• Point placement records:
= = =
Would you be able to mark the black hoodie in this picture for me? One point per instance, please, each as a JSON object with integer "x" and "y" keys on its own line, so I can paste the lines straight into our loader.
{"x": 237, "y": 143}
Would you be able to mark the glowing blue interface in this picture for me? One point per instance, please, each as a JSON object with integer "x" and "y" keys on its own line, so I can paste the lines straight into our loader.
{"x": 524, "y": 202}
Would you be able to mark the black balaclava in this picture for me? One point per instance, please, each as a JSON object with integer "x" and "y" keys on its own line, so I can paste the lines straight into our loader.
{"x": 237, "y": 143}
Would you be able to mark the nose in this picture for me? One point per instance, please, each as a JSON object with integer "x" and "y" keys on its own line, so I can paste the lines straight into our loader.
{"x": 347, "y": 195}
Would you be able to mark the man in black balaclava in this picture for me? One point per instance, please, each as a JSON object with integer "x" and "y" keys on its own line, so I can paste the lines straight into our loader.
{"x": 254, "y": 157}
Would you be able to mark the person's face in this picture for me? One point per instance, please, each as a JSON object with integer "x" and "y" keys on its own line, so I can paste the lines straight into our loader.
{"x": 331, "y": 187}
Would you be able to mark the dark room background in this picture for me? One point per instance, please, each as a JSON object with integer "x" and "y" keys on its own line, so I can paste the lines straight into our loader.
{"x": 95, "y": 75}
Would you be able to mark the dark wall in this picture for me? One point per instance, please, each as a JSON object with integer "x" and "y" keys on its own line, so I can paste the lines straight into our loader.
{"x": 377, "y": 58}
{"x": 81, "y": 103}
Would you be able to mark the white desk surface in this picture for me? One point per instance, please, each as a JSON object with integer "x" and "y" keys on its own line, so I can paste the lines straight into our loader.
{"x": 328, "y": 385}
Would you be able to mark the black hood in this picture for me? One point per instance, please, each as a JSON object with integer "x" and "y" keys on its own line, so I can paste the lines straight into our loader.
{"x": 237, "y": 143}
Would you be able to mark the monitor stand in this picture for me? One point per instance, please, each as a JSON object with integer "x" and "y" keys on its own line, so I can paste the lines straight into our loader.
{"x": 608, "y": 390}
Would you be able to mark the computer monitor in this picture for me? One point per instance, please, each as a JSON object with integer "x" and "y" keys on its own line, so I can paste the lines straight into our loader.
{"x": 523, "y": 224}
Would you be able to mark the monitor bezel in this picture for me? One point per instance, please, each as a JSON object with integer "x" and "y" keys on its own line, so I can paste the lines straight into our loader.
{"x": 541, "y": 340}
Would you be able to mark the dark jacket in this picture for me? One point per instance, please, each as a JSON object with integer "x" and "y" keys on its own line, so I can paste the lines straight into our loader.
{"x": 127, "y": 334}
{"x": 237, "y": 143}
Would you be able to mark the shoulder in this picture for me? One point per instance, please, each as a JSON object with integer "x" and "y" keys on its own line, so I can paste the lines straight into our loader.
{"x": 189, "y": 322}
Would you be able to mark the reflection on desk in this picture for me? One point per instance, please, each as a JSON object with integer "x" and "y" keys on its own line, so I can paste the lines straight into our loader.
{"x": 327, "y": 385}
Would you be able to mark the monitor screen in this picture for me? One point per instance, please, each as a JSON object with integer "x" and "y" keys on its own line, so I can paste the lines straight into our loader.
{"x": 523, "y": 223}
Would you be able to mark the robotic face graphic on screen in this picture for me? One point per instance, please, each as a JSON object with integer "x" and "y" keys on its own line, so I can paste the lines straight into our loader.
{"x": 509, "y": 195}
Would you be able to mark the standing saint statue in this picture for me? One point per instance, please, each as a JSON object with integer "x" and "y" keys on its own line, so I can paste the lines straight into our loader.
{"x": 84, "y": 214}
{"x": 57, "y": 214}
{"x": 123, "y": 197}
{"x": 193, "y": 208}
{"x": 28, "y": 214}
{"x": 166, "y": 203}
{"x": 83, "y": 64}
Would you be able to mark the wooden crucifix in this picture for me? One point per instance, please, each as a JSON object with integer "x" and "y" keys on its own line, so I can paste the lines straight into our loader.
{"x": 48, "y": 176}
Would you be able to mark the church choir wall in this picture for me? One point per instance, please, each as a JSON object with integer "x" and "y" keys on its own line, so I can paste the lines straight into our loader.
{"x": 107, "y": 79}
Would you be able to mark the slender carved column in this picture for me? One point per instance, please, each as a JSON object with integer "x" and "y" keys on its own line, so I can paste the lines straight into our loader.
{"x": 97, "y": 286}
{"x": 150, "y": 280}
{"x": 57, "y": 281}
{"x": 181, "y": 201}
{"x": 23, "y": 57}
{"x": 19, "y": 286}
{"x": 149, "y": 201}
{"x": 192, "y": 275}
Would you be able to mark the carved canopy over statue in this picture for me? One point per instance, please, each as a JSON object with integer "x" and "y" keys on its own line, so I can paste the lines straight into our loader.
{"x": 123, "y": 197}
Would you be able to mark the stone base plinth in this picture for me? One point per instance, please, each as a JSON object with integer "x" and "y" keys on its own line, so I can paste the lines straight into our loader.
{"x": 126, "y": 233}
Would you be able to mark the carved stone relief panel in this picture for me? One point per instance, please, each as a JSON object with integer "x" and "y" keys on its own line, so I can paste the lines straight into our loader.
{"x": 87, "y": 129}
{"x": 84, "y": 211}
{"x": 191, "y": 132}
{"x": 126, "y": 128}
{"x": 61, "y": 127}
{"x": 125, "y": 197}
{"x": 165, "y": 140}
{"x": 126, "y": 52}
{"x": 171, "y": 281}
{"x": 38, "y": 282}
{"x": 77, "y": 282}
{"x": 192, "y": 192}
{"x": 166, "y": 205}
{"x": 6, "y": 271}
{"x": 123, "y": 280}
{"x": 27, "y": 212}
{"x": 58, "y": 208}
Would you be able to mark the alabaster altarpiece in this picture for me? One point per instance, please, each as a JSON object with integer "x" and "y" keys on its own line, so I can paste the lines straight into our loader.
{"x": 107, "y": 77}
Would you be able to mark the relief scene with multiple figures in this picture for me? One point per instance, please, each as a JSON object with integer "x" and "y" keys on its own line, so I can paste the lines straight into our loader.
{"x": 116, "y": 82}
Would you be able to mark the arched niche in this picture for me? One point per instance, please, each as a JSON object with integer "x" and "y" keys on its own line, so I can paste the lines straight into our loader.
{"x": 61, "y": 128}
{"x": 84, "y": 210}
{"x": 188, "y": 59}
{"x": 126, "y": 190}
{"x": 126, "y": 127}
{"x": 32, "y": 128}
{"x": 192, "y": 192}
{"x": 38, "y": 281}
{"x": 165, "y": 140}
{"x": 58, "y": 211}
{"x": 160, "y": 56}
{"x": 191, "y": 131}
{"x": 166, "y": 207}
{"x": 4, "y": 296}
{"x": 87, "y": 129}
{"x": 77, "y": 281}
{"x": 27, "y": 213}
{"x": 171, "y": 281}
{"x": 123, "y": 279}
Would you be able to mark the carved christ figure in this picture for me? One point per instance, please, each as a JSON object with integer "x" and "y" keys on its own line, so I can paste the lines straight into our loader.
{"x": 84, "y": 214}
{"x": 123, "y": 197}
= = =
• Exercise requirements: Leave out every line before the one containing "Would you be able to mark the carved christ"; set down that line and all remaining lines of the material exactly.

• The solution:
Would you be able to mark the carved christ figure in this picture for me? One point per instance, please, each as a JSON object with integer "x" and "y" keys on its own line, so I can paste the lines straight into our loader.
{"x": 84, "y": 214}
{"x": 123, "y": 197}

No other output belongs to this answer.